§ TESTO DA LEGGERE
•••••
Caritas

La Caritas parrocchiale è l'organismo pastorale istituito per animare la parrocchia, con l'obiettivo di aiutare tutti a vivere la testimonianza, non solo come fatto privato, ma come esperienza comunitaria, costitutiva della Chiesa. L’idea stessa di Caritas parrocchiale esige, pertanto, una parrocchia "comunità di fede, preghiera e amore". Questo non significa che non può esserci Caritas dove non c’è "comunità", ma si tratta piuttosto di investire, le poche o tante energie della Caritas parrocchiale nella costruzione della "comunità di fede, preghiera e amore". Come se la testimonianza comunitaria della carità fosse insieme la meta da raggiungere e il mezzo, (o almeno uno dei mezzi), per costruire la comunione. Un esercizio da praticare costantemente.

Cosa ci si aspetta dalla Caritas parrocchiale?
•••••
§ DA SVOLGERE
1 > Secondo il testo sulla Caritas parrocchiale, per quale motivo l'idea stessa di Caritas parrocchiale esige una parrocchia «comunità di fede, preghiera e amore»? Rispondi in una, due o tre frasi.
2 > Riprendi il testo sulla Caritas parrocchiale e proseguilo dopo l'ultima frase riportata.
Il materiale non serve per svolgere i compiti.
•••••
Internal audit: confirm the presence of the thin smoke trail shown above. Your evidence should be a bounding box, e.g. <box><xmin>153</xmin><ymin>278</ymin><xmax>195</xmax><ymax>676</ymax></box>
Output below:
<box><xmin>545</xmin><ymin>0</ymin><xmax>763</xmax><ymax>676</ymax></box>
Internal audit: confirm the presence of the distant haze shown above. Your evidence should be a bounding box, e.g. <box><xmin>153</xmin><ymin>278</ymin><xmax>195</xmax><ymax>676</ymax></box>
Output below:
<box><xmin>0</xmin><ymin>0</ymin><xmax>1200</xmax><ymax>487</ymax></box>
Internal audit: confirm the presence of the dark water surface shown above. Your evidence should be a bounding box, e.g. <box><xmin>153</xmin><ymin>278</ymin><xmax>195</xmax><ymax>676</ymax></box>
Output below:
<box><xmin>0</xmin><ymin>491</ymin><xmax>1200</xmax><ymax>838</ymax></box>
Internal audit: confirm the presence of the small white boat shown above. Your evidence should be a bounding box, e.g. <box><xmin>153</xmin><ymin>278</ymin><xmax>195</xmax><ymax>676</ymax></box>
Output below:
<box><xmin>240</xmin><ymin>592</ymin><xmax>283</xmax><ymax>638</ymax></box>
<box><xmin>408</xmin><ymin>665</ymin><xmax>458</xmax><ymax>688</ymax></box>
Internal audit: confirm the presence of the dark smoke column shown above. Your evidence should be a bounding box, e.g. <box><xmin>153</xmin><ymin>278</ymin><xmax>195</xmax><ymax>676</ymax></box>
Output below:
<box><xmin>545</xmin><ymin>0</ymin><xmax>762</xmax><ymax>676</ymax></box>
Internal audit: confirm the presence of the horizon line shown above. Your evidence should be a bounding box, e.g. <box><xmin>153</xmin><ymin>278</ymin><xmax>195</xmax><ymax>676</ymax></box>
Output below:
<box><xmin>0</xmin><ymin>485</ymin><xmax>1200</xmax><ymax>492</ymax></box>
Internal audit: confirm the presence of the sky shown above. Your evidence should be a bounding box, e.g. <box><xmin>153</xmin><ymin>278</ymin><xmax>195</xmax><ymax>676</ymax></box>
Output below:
•••••
§ RISPOSTE IN ORDINE
1 > La Caritas parrocchiale è istituita per animare la parrocchia e aiutare tutti a vivere la testimonianza come esperienza comunitaria, costitutiva della Chiesa, e non solo come fatto privato. Per questo la sua stessa idea richiede una parrocchia che sia «comunità di fede, preghiera e amore».

2 >
Ogni parrocchia, che è volto della Chiesa, concretizza la propria missione attorno

  1. all’annuncio della parola
  2. alla celebrazione della grazia
  3. alla testimonianza dell’amore

È esperienza comune che ci siano, in parrocchia, una o più persone che affiancano il parroco nella cura e nella realizzazione di queste tre dimensioni. Sono gli "operatori" pastorali, coloro che "fanno" (opera) concretamente qualcosa. Dopo il Concilio Vaticano II, la pastorale si arricchisce di una nuova figura: colui che "fa perché altri facciano", o meglio, "fa, per mettere altri nelle condizioni di fare". È "l'animatore pastorale".
La Caritas parrocchiale, presieduta dal parroco, è costituita da figure di questo tipo: un gruppo di persone (ma nelle piccole comunità può trattarsi anche di una sola persona) che aiuta il parroco sul piano dell'animazione alla testimonianza della carità più che su quello operativo di servizio ai poveri. L’obiettivo principale è partire da fatti concreti – bisogni, risorse, emergenze – e realizzare percorsi educativi finalizzati al cambiamento concreto negli stili di vita ordinari dei singoli e delle comunità/gruppi, in ambito ecclesiale e civile (animazione).

Come lavorare per un così alto obiettivo?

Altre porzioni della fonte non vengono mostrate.